# BAN OF FISH MEDICATION IN CANADA?! How is it affecting YOU?



## PEA PUFFER (Aug 26, 2019)

The Federal Government of Canada has issued ban of importing and selling fish medication, which applies for all stores around Canada for regulation purpose since November of 2017.

I currently have two fish with tuberculosis and the only hope of curing them is with Kanamycin sulfate, which i can no longer aquire without going to the vet, which is super expensive and inconvenient. Further more, most vet have no knowledge about fish diseases and often have no medication to treat them. Us aquarius might have to watch our fish die but can do nothing about it!

The ban of fish medication will cause hundreds if not thousands of easily avoidable fish deaths every year, bringing a wave of grief and suffering to not only us aquarius and our fish!

This ban has slaughtered thousands of fish! It is outragous and unnecessary, what is your opinion on the ban?

Sign the petition to APPEAL this ban at https://www.change.org/p/federal-go...ban-of-sale-of-fish-medication-in-fish-stores

I think with the removal of the ban, thousands of fish's life will be spared.
Thank you for those that participated.
Brian


----------



## Marillion (Aug 6, 2019)

Signed. Good idea!


----------



## CRS Fan (Apr 21, 2010)

I signed it! Let’s keep the momentum going.

Best regards,

Stuart


Sent from my iPhone using Tapatalk


----------



## SouthBurnaby Mike (Apr 25, 2019)

I got into the hobby just after the the ban and was not happy to find this out. Will sign! Thanks


----------



## Bugs05 (9 mo ago)

PEA PUFFER said:


> The Federal Government of Canada has issued ban of importing and selling fish medication, which applies for all stores around Canada for regulation purpose since November of 2017.
> 
> I currently have two fish with tuberculosis and the only hope of curing them is with Kanamycin sulfate, which i can no longer aquire without going to the vet, which is super expensive and inconvenient. Further more, most vet have no knowledge about fish diseases and often have no medication to treat them. Us aquarius might have to watch our fish die but can do nothing about it!
> 
> ...


Signed because of this ban I lost my boy to dropsy


----------

_____

Tasks to complete:
A – According to the thread on the Canadian fish medication ban, since when has the ban applied to stores?
B – Transcribe the part of the fish medication thread starting with "The ban of fish" and going on through "on the ban?".
C – In the thread on the Canadian fish medication ban, why does the opening post say treating the two fish with tuberculosis has become a problem?

Stored data:
_____

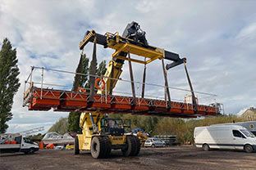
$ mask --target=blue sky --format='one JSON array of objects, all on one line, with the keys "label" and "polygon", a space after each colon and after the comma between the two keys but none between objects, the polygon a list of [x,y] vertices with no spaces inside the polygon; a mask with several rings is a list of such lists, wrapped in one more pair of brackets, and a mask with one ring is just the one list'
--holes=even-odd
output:
[{"label": "blue sky", "polygon": [[[249,0],[2,0],[0,39],[7,37],[16,47],[23,83],[31,65],[75,71],[80,57],[78,45],[86,30],[122,33],[126,25],[135,20],[146,31],[150,45],[187,58],[195,91],[217,95],[226,113],[236,114],[256,106],[255,9],[255,1]],[[91,45],[85,49],[88,56],[91,56]],[[112,52],[98,47],[98,60],[109,60]],[[158,61],[149,65],[148,83],[163,84],[158,68]],[[127,65],[123,69],[121,78],[129,79]],[[142,70],[141,65],[134,65],[138,81]],[[169,70],[168,79],[171,87],[189,88],[182,65]],[[57,78],[56,74],[49,74],[48,80],[71,84],[73,77]],[[126,87],[117,87],[121,90]],[[24,84],[15,96],[14,117],[8,123],[8,132],[40,126],[48,129],[60,117],[67,115],[28,111],[21,106],[23,88]],[[161,92],[150,90],[153,94]]]}]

_____

Answers to the exercises:
A – Since November of 2017.

B –
The ban of fish medication will cause hundreds if not thousands of easily avoidable fish deaths every year, bringing a wave of grief and suffering to not only us aquarius and our fish!

This ban has slaughtered thousands of fish! It is outragous and unnecessary, what is your opinion on the ban?

C – The only hope of curing them is Kanamycin sulfate, which can no longer be acquired without going to the vet, and that is very expensive and inconvenient. The post adds that most vets know little about fish diseases and often have no medication to treat them.